Can you echo, word for word, the lines from the start of the records through the one containing "[0,217,450,300]", with both ends included and the pictures left out?

=== RAW DATA ===

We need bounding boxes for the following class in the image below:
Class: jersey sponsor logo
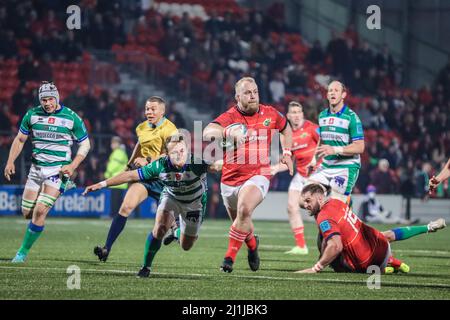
[300,132,309,139]
[319,220,331,233]
[356,124,363,134]
[334,176,345,187]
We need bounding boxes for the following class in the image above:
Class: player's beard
[309,201,320,217]
[42,105,58,113]
[239,101,259,115]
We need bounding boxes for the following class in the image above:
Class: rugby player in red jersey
[272,101,320,254]
[203,77,293,272]
[297,183,445,273]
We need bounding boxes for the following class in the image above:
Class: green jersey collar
[327,104,347,117]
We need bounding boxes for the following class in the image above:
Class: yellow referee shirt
[136,117,177,159]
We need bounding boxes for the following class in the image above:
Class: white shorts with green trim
[157,193,206,237]
[25,163,62,191]
[307,166,359,196]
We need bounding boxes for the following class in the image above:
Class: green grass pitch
[0,217,450,300]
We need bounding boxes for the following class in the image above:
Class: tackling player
[83,134,221,278]
[5,81,90,263]
[298,183,445,273]
[272,101,319,254]
[94,96,177,262]
[203,77,293,272]
[309,81,364,201]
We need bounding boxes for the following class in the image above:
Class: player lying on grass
[83,134,222,277]
[297,183,445,273]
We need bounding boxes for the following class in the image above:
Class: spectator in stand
[63,31,83,62]
[286,63,308,94]
[17,54,40,82]
[370,159,398,194]
[11,85,34,117]
[0,30,19,59]
[414,161,432,198]
[269,72,286,103]
[327,31,349,77]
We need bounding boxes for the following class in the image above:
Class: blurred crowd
[0,0,450,202]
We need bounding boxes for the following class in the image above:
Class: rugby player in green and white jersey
[308,81,364,202]
[4,81,90,263]
[83,134,222,278]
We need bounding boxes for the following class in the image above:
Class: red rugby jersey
[316,199,388,272]
[213,104,287,186]
[292,120,320,177]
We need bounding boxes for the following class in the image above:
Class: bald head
[235,77,259,114]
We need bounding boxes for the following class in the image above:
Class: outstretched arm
[5,131,28,181]
[61,138,91,177]
[317,140,364,158]
[208,160,223,173]
[280,123,294,176]
[83,170,140,195]
[297,234,343,273]
[203,123,224,141]
[428,159,450,192]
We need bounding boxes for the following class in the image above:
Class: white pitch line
[0,266,450,288]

===

### FULL OUTPUT
We need bounding boxes for the following class in the image below:
Class: jersey sponsor logo
[300,132,309,139]
[319,220,331,233]
[356,124,363,134]
[334,176,345,187]
We need bounding boxes for the following class in the image above:
Class: player's beard
[309,201,320,217]
[42,105,58,113]
[239,101,259,115]
We need bounding boxes for the following class in the image above:
Class: rugby player in red jersey
[272,101,320,254]
[203,77,293,272]
[297,183,445,273]
We need bounding boxes for the following class in the image above:
Class: green jersey collar
[327,104,347,117]
We need bounding boxes for the following class in the image above:
Class: yellow referee shirt
[136,117,177,159]
We need bounding boxes for the following class in the image above:
Class: white shorts with green trim
[157,193,206,237]
[25,163,62,191]
[307,166,359,196]
We need bounding boxes for the following class in the image above:
Class: green grass pitch
[0,217,450,300]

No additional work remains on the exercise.